(Source data)
####

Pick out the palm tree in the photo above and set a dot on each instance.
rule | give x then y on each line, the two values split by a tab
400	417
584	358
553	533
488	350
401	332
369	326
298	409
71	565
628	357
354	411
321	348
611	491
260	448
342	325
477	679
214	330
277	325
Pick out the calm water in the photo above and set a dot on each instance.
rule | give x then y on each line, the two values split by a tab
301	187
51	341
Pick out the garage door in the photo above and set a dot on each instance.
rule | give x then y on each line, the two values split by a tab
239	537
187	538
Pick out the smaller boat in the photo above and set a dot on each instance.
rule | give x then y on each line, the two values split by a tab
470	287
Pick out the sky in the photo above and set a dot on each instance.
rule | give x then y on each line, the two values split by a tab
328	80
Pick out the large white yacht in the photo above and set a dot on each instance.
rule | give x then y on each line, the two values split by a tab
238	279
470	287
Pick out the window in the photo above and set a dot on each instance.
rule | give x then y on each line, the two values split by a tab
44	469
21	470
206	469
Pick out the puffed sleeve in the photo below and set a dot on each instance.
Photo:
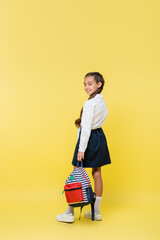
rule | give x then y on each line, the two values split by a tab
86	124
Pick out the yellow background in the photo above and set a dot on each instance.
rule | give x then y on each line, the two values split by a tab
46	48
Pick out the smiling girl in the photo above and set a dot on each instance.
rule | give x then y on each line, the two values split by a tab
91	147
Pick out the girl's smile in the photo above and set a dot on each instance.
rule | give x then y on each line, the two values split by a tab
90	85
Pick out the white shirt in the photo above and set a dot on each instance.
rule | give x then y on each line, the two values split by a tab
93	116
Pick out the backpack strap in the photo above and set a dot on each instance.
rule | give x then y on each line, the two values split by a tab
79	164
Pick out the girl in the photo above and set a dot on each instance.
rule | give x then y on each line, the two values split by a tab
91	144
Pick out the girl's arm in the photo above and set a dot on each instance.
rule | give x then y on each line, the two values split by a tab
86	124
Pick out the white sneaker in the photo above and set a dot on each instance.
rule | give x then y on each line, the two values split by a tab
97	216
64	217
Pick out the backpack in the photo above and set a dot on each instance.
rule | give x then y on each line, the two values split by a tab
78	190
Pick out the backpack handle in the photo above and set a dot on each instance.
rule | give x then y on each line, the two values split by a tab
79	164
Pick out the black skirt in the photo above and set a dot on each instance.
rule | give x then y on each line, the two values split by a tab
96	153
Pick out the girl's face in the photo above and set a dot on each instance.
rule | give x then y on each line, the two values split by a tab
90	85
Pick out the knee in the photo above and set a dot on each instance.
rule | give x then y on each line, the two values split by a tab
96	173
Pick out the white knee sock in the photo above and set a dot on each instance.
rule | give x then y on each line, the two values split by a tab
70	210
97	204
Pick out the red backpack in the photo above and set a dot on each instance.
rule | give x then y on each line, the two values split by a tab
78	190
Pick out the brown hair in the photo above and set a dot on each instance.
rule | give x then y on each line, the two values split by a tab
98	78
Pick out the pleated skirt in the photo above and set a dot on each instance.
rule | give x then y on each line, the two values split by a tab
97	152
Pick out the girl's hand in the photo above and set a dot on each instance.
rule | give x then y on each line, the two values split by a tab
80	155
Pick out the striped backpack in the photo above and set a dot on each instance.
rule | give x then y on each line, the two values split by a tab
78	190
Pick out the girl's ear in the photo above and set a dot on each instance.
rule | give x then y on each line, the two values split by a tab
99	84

####

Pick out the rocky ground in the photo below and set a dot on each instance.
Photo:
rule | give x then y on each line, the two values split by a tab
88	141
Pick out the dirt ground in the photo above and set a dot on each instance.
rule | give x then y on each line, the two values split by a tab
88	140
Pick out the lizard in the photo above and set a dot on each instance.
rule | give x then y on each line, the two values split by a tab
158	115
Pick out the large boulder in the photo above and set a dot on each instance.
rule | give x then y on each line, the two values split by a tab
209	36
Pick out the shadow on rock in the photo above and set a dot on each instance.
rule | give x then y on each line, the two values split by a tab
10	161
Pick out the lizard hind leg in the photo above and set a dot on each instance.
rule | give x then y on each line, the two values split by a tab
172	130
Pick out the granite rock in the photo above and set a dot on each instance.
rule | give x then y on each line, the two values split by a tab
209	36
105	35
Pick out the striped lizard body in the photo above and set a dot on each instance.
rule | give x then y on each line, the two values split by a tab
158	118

####

> [TASK]
The answer should be one number: how many lines in the data contain the word "lizard".

> [EXERCISE SOLUTION]
3